**YOUR ASSIGNMENT**: Decide whether each statement below agrees with the article about Obama marking the September 11 anniversary, answering yes or no and quoting the article's deciding words: 1. Obama observed a moment of silence at the White House before going to the Pentagon. 2. The day Obama marked was the tenth anniversary of the attacks. 3. Obama said an act of terrorism can change what Americans stand for.

**TEXT SEGMENT**:

______________________________

9/11 made America stronger, more united, says Obama
WASHINGTON, USA (AFP) — President Barack Obama said the legacy of 9/11 was a safer world and an America stronger and more united than before as he marked yesterday the 11th anniversary of the September 11 attacks.
Obama held a sombre moment of silence at the White House, then travelled to the Pentagon which was hit by one of four hijacked jetliners in a strike that dragged the United States into a decade of war.
"As painful as this day is — and always will be — it leaves us with a lesson, that no single event can ever destroy who we are, no act of terrorism can ever change what we stand for," Obama said at the US military headquarters.
"Instead we recommit ourselves to the values that we believe in," Obama said, adding that because of the sacrifice on September 11, 2001, Americans had come together and "dealt a crippling blow to the organisation that brought evil to our shores".

______________________________

**RECORDS SUPPLIED**:
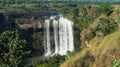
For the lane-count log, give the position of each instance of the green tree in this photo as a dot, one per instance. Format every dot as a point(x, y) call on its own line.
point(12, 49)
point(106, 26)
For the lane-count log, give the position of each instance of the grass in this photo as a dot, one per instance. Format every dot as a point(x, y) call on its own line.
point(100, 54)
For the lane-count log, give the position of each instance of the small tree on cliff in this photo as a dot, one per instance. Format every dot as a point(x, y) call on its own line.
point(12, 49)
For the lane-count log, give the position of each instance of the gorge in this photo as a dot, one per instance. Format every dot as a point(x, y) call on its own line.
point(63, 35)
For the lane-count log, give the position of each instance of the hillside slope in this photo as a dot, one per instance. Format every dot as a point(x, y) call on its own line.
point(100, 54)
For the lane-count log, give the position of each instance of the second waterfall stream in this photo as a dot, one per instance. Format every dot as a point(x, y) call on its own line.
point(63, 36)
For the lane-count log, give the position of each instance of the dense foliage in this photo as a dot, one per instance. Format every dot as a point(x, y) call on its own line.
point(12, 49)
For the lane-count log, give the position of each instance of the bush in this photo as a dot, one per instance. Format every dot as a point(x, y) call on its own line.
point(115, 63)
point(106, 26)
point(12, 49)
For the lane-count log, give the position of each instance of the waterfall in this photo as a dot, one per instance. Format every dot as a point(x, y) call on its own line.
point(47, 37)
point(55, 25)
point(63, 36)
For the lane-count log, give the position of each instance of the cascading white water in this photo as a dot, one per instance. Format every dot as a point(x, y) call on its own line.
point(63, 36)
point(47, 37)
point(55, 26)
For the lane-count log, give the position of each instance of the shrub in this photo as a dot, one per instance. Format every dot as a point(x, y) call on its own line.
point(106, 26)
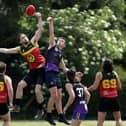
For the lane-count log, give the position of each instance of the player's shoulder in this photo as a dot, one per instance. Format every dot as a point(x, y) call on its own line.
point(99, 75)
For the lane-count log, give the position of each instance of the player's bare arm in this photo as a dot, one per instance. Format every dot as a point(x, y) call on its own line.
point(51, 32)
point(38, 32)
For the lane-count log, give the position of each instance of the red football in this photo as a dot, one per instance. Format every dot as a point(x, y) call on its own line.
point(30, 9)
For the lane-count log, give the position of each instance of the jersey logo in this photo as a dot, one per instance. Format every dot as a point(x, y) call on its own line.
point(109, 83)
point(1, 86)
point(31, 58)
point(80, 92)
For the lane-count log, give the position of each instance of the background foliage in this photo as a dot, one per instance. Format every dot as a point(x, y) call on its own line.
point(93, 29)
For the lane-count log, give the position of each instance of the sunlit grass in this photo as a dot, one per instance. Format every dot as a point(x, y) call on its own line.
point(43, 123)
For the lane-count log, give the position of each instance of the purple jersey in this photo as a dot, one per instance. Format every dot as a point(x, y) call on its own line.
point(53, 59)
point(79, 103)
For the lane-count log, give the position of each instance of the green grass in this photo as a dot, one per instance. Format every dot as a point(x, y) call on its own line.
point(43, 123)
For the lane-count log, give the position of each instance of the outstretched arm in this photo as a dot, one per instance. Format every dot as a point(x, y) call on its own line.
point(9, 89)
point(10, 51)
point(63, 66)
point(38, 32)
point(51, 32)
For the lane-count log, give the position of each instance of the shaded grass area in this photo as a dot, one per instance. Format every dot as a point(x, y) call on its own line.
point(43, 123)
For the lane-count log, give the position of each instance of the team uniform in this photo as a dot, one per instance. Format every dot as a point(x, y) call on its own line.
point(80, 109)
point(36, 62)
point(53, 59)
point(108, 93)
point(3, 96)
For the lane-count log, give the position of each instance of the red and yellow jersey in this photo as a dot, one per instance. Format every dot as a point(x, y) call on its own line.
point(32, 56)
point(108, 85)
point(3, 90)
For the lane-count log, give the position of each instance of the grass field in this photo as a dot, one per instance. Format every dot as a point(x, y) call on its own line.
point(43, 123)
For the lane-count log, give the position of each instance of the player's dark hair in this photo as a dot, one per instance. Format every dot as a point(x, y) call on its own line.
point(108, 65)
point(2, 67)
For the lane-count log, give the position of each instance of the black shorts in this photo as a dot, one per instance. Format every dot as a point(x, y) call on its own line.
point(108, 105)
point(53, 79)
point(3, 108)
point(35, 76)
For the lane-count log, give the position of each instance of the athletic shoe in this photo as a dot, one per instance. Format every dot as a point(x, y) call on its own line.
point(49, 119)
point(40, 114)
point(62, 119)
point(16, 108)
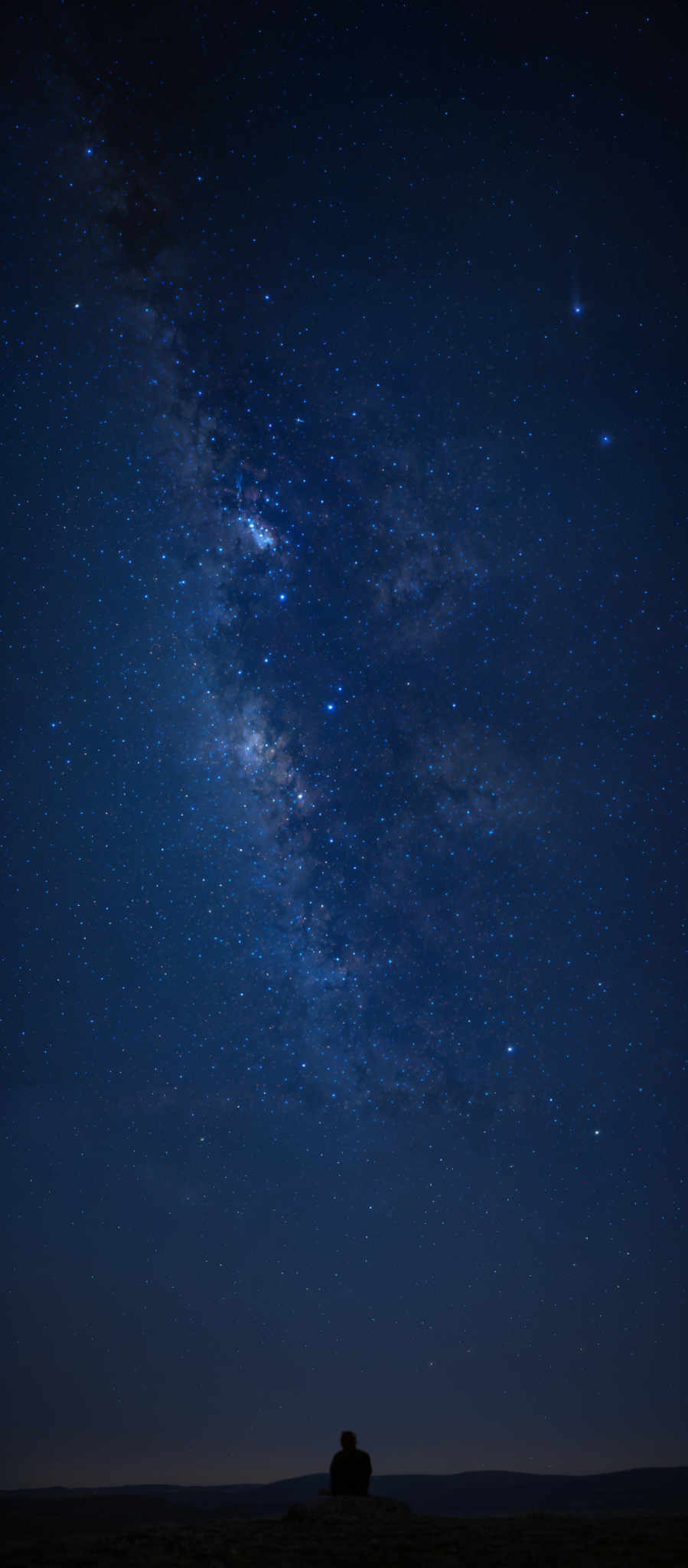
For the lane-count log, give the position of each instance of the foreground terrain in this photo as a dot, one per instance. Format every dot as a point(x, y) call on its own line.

______________________________

**RESPONSE AREA**:
1. Yes: "Obama held a sombre moment of silence at the White House, then travelled to the Pentagon"
2. No: "as he marked yesterday the 11th anniversary of the September 11 attacks"
3. No: "no act of terrorism can ever change what we stand for"